| Record list |
━━━━

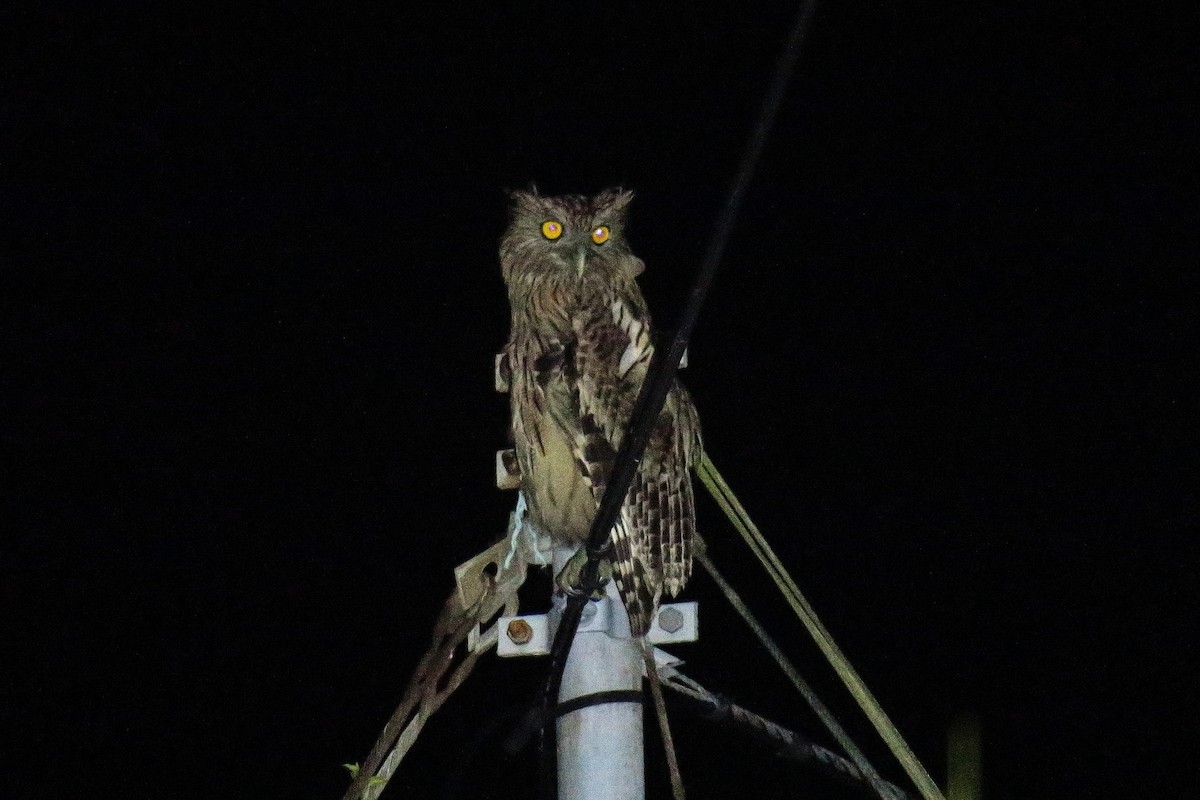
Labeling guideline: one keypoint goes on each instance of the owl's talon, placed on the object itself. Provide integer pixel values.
(570, 577)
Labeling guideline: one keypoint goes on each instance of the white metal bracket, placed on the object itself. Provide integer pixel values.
(528, 635)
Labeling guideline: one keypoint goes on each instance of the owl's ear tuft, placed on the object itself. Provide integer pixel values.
(615, 200)
(525, 200)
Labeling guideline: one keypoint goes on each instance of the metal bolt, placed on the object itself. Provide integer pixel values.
(671, 619)
(520, 631)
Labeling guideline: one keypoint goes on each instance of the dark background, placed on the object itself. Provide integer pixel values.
(251, 302)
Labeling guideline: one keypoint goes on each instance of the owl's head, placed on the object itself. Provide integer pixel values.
(571, 236)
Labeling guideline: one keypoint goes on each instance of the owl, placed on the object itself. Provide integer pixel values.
(579, 352)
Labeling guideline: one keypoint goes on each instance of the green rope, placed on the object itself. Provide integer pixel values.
(793, 674)
(660, 710)
(749, 531)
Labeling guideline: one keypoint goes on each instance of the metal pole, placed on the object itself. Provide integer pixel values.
(600, 751)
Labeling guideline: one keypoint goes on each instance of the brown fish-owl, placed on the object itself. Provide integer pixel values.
(579, 352)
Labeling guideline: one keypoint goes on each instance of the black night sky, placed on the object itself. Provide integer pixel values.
(251, 298)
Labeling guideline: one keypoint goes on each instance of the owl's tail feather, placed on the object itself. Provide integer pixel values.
(636, 578)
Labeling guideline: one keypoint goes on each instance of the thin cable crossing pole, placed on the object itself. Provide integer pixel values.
(660, 378)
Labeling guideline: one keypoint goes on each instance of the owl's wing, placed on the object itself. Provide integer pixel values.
(652, 539)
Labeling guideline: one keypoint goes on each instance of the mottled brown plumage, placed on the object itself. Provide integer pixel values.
(579, 352)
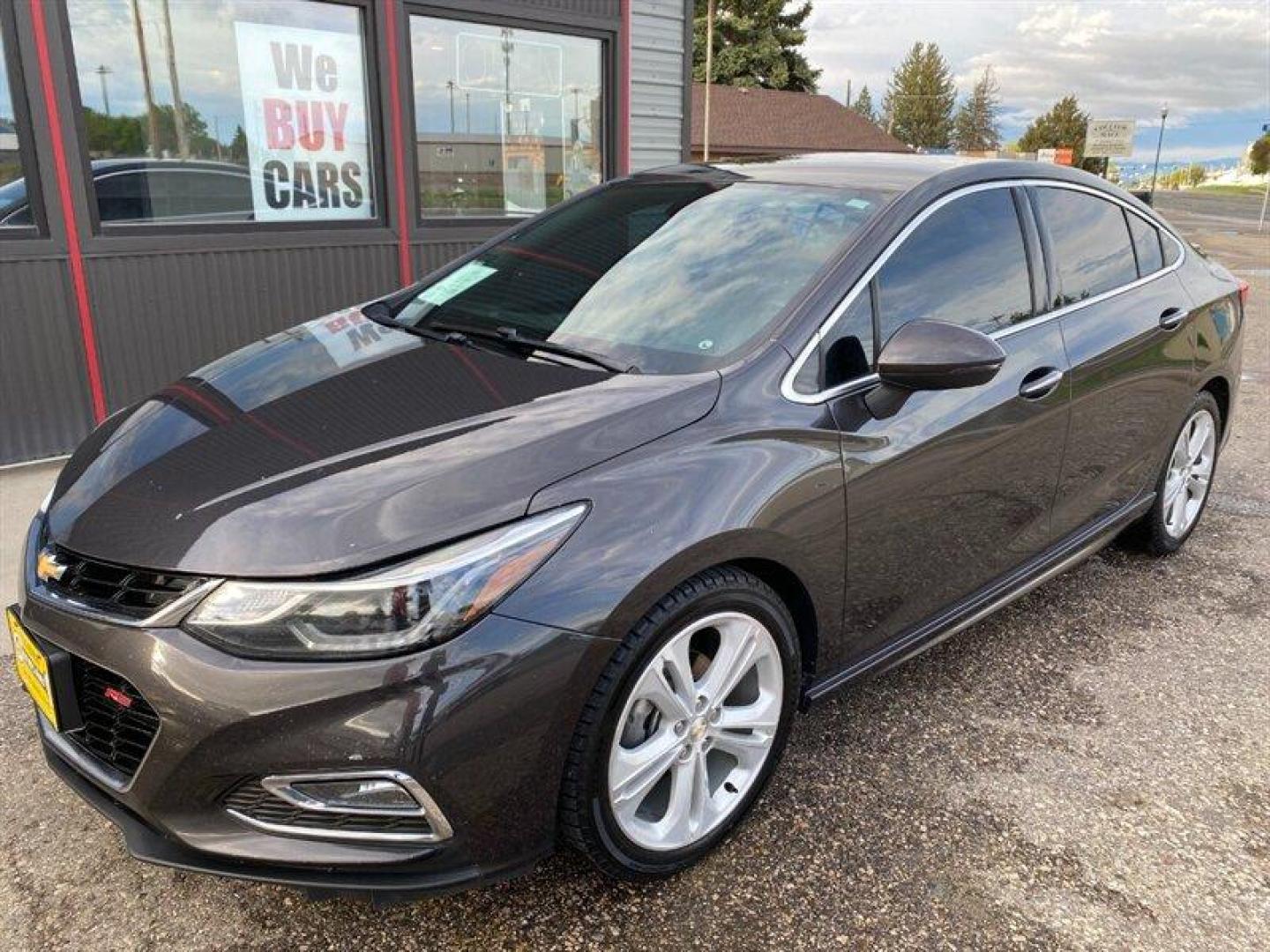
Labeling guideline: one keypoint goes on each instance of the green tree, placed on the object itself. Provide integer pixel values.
(1259, 156)
(1062, 127)
(238, 146)
(756, 43)
(920, 100)
(975, 127)
(115, 135)
(863, 104)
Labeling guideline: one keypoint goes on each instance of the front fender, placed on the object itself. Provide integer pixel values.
(709, 494)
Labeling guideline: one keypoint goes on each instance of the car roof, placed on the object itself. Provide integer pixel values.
(889, 172)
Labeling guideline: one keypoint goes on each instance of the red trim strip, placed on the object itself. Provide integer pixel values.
(390, 31)
(75, 257)
(624, 118)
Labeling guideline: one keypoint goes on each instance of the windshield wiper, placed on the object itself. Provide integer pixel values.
(510, 335)
(380, 312)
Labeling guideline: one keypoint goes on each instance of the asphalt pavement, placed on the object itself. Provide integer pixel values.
(1087, 770)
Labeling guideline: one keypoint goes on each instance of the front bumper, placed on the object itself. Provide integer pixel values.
(482, 723)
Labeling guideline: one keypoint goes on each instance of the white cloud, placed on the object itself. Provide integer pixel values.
(1120, 58)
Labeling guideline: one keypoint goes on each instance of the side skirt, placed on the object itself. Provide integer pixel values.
(1013, 585)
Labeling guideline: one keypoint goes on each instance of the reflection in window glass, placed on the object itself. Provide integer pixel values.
(508, 122)
(966, 264)
(13, 188)
(1090, 242)
(1146, 240)
(224, 111)
(669, 277)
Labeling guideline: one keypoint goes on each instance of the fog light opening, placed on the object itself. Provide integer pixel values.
(385, 807)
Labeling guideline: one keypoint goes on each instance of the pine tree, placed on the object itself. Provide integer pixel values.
(863, 104)
(975, 127)
(756, 43)
(920, 100)
(1062, 127)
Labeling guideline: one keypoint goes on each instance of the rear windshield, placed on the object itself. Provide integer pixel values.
(669, 277)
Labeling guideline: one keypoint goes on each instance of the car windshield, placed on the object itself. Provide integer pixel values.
(669, 276)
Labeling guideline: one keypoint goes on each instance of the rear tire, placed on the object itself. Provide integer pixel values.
(684, 729)
(1185, 481)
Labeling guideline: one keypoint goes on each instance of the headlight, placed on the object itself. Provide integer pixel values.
(407, 607)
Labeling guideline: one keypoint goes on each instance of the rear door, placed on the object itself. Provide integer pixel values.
(1125, 319)
(954, 489)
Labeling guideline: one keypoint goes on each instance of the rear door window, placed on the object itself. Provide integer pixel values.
(1146, 242)
(1090, 242)
(966, 264)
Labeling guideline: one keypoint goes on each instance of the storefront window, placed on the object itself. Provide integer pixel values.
(14, 206)
(220, 111)
(508, 121)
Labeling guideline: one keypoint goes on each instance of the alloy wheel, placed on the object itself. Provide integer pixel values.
(1191, 471)
(695, 732)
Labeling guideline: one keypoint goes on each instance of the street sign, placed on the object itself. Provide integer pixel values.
(1109, 138)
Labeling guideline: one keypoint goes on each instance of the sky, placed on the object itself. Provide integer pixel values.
(1123, 60)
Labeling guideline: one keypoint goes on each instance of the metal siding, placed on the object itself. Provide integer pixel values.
(657, 83)
(43, 389)
(161, 316)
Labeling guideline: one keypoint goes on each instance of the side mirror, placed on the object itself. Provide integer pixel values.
(938, 355)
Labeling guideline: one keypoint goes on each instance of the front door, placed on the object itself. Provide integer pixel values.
(955, 487)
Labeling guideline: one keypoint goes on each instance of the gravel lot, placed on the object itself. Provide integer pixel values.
(1087, 770)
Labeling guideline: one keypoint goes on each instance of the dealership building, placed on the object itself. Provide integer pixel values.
(179, 178)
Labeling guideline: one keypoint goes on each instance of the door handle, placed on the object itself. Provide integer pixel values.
(1041, 383)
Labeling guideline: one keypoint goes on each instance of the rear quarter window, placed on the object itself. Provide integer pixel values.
(1146, 242)
(1090, 242)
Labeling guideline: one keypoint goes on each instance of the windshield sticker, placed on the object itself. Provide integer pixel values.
(458, 282)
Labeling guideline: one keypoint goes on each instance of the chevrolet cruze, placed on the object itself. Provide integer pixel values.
(553, 545)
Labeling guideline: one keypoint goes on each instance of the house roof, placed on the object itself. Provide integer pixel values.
(776, 122)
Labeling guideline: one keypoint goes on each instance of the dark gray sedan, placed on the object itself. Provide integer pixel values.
(553, 545)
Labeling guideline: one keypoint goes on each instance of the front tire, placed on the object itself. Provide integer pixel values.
(1185, 485)
(684, 729)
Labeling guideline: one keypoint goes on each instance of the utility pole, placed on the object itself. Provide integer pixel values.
(147, 89)
(101, 72)
(1160, 143)
(178, 104)
(705, 127)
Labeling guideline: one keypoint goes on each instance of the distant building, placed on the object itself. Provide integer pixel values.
(753, 122)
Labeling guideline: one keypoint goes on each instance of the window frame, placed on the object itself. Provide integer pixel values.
(1050, 247)
(608, 93)
(1133, 242)
(376, 115)
(1020, 219)
(26, 159)
(1042, 315)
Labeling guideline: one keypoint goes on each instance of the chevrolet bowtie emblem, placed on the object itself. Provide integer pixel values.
(48, 566)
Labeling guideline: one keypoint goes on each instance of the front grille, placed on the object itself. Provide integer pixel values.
(133, 593)
(118, 724)
(254, 801)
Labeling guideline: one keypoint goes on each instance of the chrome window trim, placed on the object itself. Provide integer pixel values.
(870, 380)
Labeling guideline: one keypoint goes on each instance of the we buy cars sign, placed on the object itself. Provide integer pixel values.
(303, 100)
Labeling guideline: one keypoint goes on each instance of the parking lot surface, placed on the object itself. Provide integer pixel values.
(1090, 768)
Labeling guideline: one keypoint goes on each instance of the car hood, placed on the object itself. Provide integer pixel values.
(343, 443)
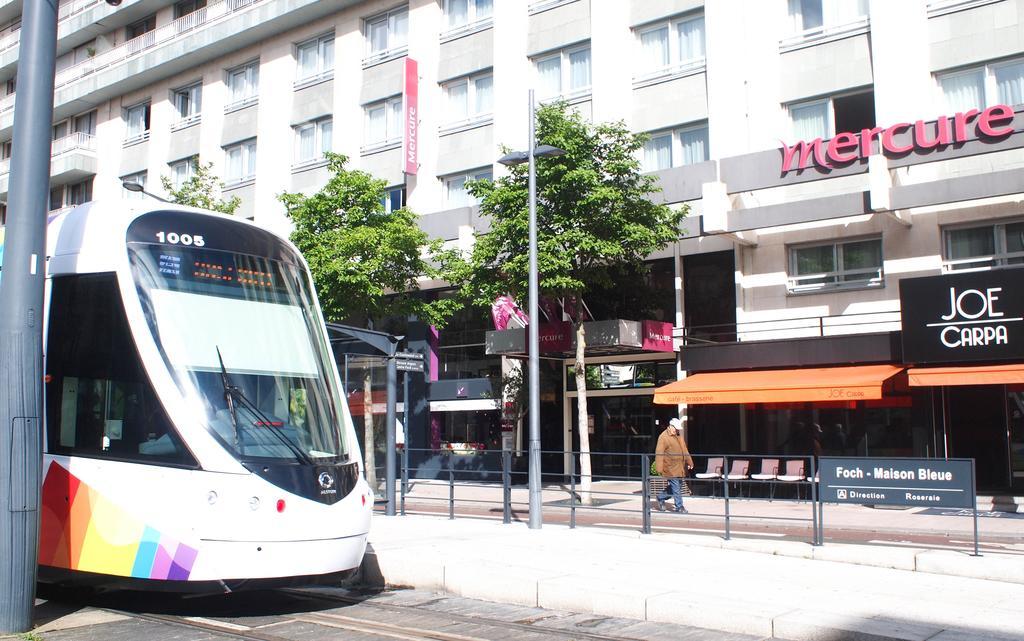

━━━━

| Work to be completed |
Copy out every line of the records that contains the word "white". Case counts.

| Task output |
Labeling guideline: one keypoint goes on each instance of the white metal bracket, placed on the object itself. Provide integer pixel values.
Labeling guideline: one keypoint goes on each instance of the white cloud, placed on the object itself. Provide integer pixel values.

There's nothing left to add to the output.